**Task to carry out:** Take the entries that follow and write each one out exactly.

********

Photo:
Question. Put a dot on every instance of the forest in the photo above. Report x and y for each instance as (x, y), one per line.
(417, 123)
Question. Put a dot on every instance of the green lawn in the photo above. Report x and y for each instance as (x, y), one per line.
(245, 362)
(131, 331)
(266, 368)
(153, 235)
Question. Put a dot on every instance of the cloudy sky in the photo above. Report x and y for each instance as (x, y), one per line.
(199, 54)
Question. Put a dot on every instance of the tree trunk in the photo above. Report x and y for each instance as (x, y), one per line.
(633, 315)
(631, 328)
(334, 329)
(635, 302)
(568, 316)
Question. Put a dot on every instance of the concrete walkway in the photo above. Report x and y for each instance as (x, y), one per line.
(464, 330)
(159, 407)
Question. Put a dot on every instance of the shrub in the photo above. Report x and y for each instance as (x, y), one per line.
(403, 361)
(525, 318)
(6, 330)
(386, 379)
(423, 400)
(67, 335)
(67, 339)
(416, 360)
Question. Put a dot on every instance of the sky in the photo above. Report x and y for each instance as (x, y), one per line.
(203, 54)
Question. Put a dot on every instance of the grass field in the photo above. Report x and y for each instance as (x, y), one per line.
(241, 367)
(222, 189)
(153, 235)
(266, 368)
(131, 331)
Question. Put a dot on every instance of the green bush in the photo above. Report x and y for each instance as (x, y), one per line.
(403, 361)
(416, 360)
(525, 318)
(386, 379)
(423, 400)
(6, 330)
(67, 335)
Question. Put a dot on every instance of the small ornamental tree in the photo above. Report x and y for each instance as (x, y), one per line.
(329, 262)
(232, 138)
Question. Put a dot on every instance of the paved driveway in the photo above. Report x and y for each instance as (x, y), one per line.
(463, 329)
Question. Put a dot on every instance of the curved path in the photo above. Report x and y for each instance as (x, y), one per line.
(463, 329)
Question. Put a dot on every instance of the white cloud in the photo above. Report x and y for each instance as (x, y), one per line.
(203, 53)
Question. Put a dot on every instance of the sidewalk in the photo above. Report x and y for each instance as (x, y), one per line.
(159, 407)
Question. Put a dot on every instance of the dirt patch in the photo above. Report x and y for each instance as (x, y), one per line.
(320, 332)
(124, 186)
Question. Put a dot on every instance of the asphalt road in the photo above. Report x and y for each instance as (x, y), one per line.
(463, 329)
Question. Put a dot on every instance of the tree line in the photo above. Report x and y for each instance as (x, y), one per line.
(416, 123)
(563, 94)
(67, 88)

********

**Answer space:**
Photo:
Question. Put a dot on every instance of the forest in the photo above. Report x and y for each instance as (x, y), one per line.
(417, 123)
Question. Put a dot on every instance of the green lawn in the photo above. Report x and y for each instance as (x, y), one per line.
(245, 362)
(131, 331)
(266, 368)
(153, 235)
Question. Put a dot on every instance of the cloudy sky in the photo above. Report x and y for each instance as (x, y), one per line.
(199, 54)
Question. Put a dot on every instance of the tree trunk in the photo above. Report x and y for each instance as (x, y), one per line.
(633, 315)
(631, 328)
(334, 329)
(635, 302)
(568, 316)
Question. Put a dot on every instance of the concrete walkway in the photo above. Report x and y for each instance as (x, y), one per line.
(464, 330)
(159, 407)
Question. Put a dot on every instance of the shrub in the photo above. Report x and y for each instance as (x, y), one per line.
(403, 361)
(525, 318)
(6, 330)
(386, 379)
(423, 400)
(67, 335)
(67, 339)
(416, 360)
Question. Put a dot on every instance of the sky in the photo above. Report x and y for each instance as (x, y), one per line.
(203, 54)
Question. Put a dot on every instance of the grass field in the photo above. Report x and y for each instance as (x, y), one per line.
(241, 367)
(222, 189)
(153, 235)
(266, 368)
(131, 331)
Question. Put a dot on every instance of the green bush in the photo above. Report x and y for each instance as (x, y), one per line.
(403, 361)
(416, 360)
(525, 318)
(386, 379)
(423, 400)
(6, 330)
(67, 335)
Question. Put a dot on every instance of the small ornamental tree in the photo above. Report x and y for each instance as (x, y), one per line.
(329, 262)
(232, 138)
Question. Put a dot on every instance of the paved driveway in the photo above. Report x and y for each instance as (x, y), one per line.
(463, 329)
Question. Put a dot on every instance of the curved path in the photo above. Report x and y for each instance as (x, y), one per line.
(463, 329)
Question. Put a dot on every instance of the white cloud in the photo above. Report x and y for each instance as (x, y), one per line.
(203, 53)
Question. Put a dot on every instance of the sidewalk in the photo above. Report x and y for each instance as (x, y), one per line.
(159, 407)
Question. Put a dot on every instance of the dirt patch in the photo above. Report x and y for each instance as (x, y), one per line.
(320, 332)
(124, 186)
Question. Put a dot on every instance of the asphalt road in the photo above. Report x and y for each instance as (x, y), one per line.
(463, 329)
Question. Put a dot on every instance of the tree line in the photo above. Report x and y for each instance as (x, y), one per line.
(416, 123)
(563, 94)
(67, 88)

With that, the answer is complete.